__ИСХОДНЫЙ ТЕКСТ__:
::::::::

Периоды созыва веча не были строго регламентированы, наподобие франковских мартовских или майских полей с более-менее чёткими сроками. Как мы знаем из летописей, вечевые собрания могли проходить и летом, и зимой, в разное время суток. Могло быть даже несколько вечевых собраний в один день, или подряд: согласно письму немецких купцов в Дерпт от 4 июля 1425 года, новгородцы «целых 5 дней каждый день проводили одно вече или два ради нашего дела»[361 - Лукин П.В. Новгородское вече. М., 2018. С. 282.].

Люди не были обязаны принимать участие в вече: «възвониша у святаго Николы… а загородьци не въсташа нi по сихъ, ни по онихъ»[362 - Новгородская первая летопись. С. 37.], бывали случаи, что вовсе ни один человек не приходил: «Князь же Мстиславъ на въче поча звати, они же не поидоша»[363 - Новгородская первая летопись. С. 32.].

На вече людей созывал звон особого вечевого колокола, отсюда и происходит выражение: «звонить» или «звонить вече» в значении «собирать, созывать вече». О «созвоне веча» как об оповещении путём колокольного звона знали и немецкие купцы, описывая в письме способ созыва вече именно как созвон[364 - Лукин П.В. Новгородское вече. М., 2018. С. 277. Письмо от 10 ноября 1331 года: там же, 546.]. Сам вечевой колокол непосредственно упоминается только дважды: под 1456 и 1478 годами[365 - Там же, с. 278.], но под 1456 годом говорится: «[новгородцы] по обычею же своему начаша звонити в въчныи колокол…»[366 - Московский летописный свод конца XV века. Здесь и далее цит. по: Полное собрание русских летописей. Т. XXV, М., 1949. С. 275.]. Соответственно, если есть обычай, то должно было пройти определённое время, чтобы он сложился. Это же подтверждается и словами «Задонщины»: «Звонят колоколы вечныа в великом Новъгородъ»[367 - Адрианова-Перетц В.П. Задонщина (Опыт реконструкции авторского текста) // Труды отдела древнерусской литературы инст-та литературы. Т. VI. Л., 1948. С. 224.], и поляка Матвея Меховского в «Трактате о двух Сарматиях», где он называет вечевой колокол «колокол претория[368 - Преторий или Преториум (лат. praetorium) – палатка полководца и место под неё в лагере римской армии, позже в Римской империи этим термином называли штаб императорской гвардии, административное здание, присутственное место, центральную площадь.]»[369 - Лукин П.В. Новгородское вече. М., 2018. С. 311.].

::::::::

__СТРОКИ ДАННЫХ__:
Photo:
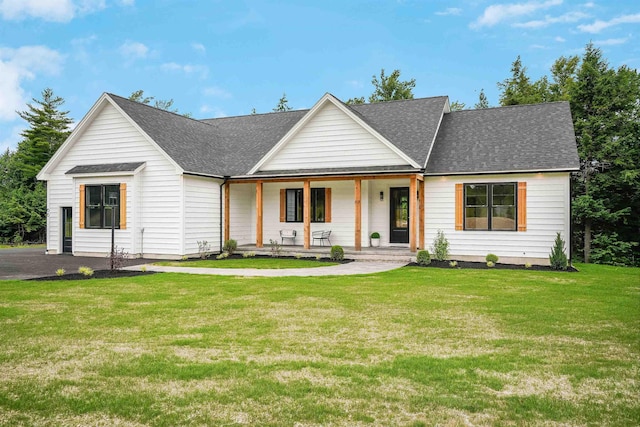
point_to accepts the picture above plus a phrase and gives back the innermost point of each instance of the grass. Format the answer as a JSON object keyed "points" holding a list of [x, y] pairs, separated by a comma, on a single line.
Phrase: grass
{"points": [[252, 262], [408, 347]]}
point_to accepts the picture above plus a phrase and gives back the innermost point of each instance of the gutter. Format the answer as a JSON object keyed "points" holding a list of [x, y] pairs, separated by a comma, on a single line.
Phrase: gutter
{"points": [[225, 179]]}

::::::::

__ОПИСАНИЕ ЗАДАНИЯ__:
Приведите повторно, без единого изменения, часть текста о новгородском вече: всё, начиная со слов «Периоды созыва веча» и ниже, вплоть до слов «2018. С. 282.].» включительно.

__РЕЗУЛЬТАТ ЗАДАНИЯ__:
Периоды созыва веча не были строго регламентированы, наподобие франковских мартовских или майских полей с более-менее чёткими сроками. Как мы знаем из летописей, вечевые собрания могли проходить и летом, и зимой, в разное время суток. Могло быть даже несколько вечевых собраний в один день, или подряд: согласно письму немецких купцов в Дерпт от 4 июля 1425 года, новгородцы «целых 5 дней каждый день проводили одно вече или два ради нашего дела»[361 - Лукин П.В. Новгородское вече. М., 2018. С. 282.].